Instructions for the task:
Each line from the one holding "Target: hillside slope" through the final line of the data below is to be given again exactly, and no other line is to appear.

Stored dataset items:
--

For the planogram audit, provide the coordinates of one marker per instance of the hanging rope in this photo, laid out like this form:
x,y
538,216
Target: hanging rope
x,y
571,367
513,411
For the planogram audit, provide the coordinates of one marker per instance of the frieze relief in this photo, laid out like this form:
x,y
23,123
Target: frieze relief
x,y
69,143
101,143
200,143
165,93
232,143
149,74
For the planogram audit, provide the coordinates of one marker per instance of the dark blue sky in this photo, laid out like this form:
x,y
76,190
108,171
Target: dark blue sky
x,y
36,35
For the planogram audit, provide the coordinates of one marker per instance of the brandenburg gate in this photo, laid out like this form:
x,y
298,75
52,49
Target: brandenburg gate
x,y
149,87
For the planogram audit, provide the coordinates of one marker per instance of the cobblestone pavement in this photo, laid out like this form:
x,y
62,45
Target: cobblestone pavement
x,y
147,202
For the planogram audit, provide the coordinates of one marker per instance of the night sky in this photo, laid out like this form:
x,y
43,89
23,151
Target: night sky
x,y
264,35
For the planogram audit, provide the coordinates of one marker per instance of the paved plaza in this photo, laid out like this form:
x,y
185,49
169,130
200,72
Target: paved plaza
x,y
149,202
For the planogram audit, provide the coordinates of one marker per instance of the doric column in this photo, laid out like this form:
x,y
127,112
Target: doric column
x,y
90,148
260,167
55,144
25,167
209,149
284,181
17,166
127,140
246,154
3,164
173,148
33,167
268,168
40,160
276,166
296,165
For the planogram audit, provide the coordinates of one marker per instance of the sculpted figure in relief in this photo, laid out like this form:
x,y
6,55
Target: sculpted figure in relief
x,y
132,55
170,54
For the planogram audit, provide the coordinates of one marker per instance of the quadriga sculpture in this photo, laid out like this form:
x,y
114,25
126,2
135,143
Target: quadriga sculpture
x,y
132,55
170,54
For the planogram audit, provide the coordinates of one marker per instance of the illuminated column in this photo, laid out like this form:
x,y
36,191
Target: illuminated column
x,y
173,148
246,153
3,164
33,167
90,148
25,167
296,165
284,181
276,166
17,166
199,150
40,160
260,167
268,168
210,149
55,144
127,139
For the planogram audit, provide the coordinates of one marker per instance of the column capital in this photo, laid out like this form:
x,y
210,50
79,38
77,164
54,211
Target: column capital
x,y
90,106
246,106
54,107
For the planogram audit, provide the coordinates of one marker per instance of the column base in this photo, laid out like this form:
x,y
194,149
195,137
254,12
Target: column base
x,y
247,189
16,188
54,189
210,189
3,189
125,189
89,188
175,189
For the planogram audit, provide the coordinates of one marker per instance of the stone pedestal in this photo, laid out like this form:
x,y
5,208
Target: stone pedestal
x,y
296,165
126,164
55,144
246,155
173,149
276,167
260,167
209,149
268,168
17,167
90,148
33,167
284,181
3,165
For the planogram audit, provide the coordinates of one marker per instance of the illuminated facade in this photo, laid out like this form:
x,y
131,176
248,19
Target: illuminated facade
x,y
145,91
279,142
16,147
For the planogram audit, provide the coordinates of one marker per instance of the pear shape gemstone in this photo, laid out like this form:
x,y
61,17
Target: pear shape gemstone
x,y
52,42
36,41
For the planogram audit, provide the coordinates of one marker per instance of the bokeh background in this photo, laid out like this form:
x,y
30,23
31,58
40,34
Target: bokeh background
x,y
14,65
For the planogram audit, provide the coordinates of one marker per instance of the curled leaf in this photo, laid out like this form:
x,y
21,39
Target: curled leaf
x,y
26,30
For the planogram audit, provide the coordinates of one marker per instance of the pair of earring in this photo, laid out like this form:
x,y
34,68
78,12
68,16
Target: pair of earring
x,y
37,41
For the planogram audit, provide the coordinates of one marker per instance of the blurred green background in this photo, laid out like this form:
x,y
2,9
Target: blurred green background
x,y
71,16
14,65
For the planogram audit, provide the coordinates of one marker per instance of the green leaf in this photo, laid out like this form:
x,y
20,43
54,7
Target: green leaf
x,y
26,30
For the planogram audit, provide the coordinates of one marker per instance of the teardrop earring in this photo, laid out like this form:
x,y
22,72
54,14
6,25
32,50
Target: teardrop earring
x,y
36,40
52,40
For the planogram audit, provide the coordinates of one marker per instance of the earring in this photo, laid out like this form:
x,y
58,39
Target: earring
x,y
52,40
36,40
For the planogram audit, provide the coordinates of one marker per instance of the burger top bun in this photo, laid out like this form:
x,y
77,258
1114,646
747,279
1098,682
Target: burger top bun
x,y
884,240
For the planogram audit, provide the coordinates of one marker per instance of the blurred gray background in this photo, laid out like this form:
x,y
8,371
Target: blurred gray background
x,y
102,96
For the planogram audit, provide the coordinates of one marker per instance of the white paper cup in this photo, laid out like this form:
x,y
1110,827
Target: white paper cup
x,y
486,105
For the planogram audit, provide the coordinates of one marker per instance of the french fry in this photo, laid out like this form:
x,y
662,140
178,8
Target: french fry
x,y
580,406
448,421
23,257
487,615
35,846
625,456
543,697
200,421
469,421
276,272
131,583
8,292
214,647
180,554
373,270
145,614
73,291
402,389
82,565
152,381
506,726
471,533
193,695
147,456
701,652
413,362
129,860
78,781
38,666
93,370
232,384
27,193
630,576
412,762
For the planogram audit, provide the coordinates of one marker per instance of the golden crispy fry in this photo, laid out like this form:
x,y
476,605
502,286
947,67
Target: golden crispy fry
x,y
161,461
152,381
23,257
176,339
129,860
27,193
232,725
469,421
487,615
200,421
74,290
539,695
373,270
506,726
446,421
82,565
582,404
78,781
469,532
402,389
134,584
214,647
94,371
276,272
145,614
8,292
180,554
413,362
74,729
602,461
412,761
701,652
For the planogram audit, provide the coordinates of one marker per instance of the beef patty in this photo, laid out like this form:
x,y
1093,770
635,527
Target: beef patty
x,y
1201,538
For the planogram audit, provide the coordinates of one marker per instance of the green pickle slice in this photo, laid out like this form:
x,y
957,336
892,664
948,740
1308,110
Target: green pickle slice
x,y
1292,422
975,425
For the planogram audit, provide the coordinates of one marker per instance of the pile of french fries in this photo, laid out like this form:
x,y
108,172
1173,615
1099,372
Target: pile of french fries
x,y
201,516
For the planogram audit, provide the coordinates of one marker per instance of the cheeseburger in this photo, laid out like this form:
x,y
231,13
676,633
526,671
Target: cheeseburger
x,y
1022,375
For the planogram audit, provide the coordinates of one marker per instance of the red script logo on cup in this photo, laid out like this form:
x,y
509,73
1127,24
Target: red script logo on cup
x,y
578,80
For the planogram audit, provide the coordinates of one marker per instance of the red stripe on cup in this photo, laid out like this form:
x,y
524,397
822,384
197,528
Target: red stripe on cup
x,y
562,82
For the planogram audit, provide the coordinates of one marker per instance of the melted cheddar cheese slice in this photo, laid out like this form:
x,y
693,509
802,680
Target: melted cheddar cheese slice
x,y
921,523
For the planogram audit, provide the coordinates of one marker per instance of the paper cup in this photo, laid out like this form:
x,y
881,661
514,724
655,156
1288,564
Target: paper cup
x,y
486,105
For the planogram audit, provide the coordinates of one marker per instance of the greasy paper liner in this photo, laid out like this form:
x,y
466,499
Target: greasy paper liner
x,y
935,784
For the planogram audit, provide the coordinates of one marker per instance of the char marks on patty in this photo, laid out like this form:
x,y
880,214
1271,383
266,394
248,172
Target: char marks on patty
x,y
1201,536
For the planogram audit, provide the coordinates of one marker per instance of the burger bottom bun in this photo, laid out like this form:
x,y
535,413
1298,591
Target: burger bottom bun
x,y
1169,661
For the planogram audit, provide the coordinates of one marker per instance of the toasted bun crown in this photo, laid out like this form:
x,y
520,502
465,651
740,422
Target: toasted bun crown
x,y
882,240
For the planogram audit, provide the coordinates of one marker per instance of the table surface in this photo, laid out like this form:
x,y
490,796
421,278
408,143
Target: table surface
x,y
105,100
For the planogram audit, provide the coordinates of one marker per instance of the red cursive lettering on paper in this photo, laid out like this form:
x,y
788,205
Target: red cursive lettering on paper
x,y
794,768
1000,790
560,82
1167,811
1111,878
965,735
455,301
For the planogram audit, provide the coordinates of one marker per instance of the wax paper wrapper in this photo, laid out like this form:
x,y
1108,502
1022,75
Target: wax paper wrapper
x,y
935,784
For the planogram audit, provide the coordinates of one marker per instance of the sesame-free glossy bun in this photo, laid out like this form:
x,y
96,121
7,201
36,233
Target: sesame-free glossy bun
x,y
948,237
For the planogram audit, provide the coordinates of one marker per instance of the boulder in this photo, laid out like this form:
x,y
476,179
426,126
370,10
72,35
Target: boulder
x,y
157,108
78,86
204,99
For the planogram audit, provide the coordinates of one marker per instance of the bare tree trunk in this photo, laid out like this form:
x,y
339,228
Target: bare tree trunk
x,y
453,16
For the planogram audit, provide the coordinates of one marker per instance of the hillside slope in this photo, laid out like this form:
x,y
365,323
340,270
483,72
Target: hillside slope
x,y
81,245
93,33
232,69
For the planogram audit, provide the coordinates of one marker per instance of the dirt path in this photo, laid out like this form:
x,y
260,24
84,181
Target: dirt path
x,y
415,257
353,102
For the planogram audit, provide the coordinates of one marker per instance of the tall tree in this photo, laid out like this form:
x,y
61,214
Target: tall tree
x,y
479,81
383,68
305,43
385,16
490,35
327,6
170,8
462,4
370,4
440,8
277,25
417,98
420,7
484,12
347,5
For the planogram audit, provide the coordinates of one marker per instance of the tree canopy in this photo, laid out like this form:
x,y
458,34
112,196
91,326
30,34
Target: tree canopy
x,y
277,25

--

Solution to the problem:
Target: hillside slope
x,y
81,245
93,33
232,69
For the planogram audit, provide the coordinates of one marker per instance of the dirt path in this photo, laid out like this form:
x,y
260,24
84,181
Target: dirt path
x,y
415,257
353,102
For the planogram audit, provide the coordinates of one marker per instance of the tall tree in this photo, laid out like this form:
x,y
61,214
Target: tall tree
x,y
479,81
383,68
305,43
385,16
490,35
327,6
170,8
462,4
370,4
440,8
277,25
417,98
420,7
484,12
347,5
For the planogram audit, provide the coordinates of one marker per instance of the tree canopy in this photo, laid out like this form:
x,y
458,34
112,196
91,326
30,34
Target: tree canopy
x,y
277,25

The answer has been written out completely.